● **REQUIRED WORK**
Lay out every line of the records below as a numbered list, skipping blank lines and leaving the pictures out.

● **TASK MATERIAL**

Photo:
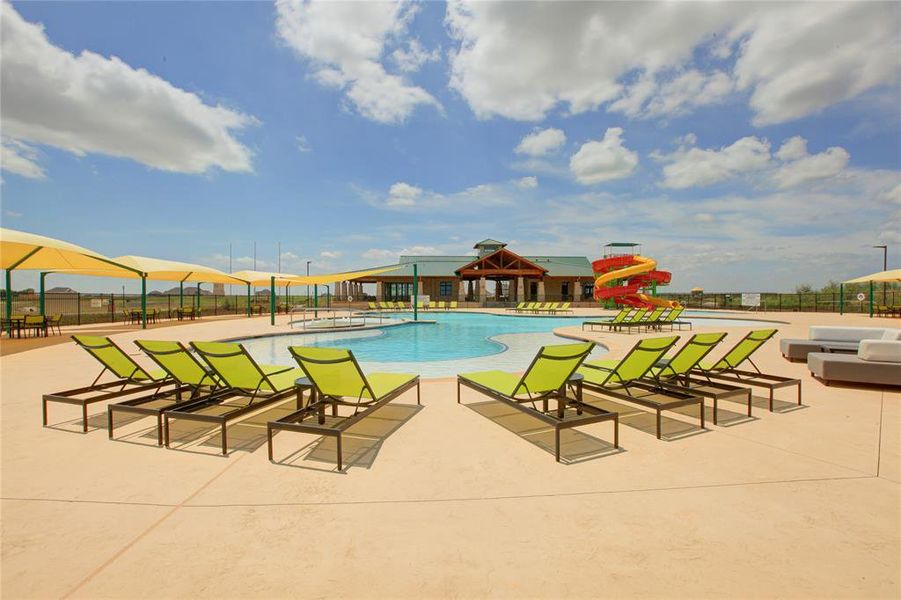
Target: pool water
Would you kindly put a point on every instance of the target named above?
(456, 342)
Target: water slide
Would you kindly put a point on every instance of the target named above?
(638, 271)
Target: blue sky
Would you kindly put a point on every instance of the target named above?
(747, 146)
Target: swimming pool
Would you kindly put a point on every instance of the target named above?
(456, 342)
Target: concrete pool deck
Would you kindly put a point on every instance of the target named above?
(455, 501)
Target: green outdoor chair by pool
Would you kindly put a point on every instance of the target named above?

● **WRITTEN ANSWER**
1. Photo:
2. Target: pool water
3. Would you kindly put a point on every instance of the target named above?
4. (456, 342)
5. Target: water slide
6. Would you kindly put a point on every instance of the target named above?
7. (638, 271)
8. Target: blue sky
9. Would you kindly put a point on every instance of the target named above?
10. (747, 146)
11. Target: swimming pool
12. Would you kindly put a point on every instance of the target named above?
13. (456, 342)
14. Target: concrete pool deck
15. Would you kindly put a point on every instance of the target named above?
16. (455, 501)
17. Target: green outdoor chair by pool
18. Would you kindly put a point on every instance of the target named above?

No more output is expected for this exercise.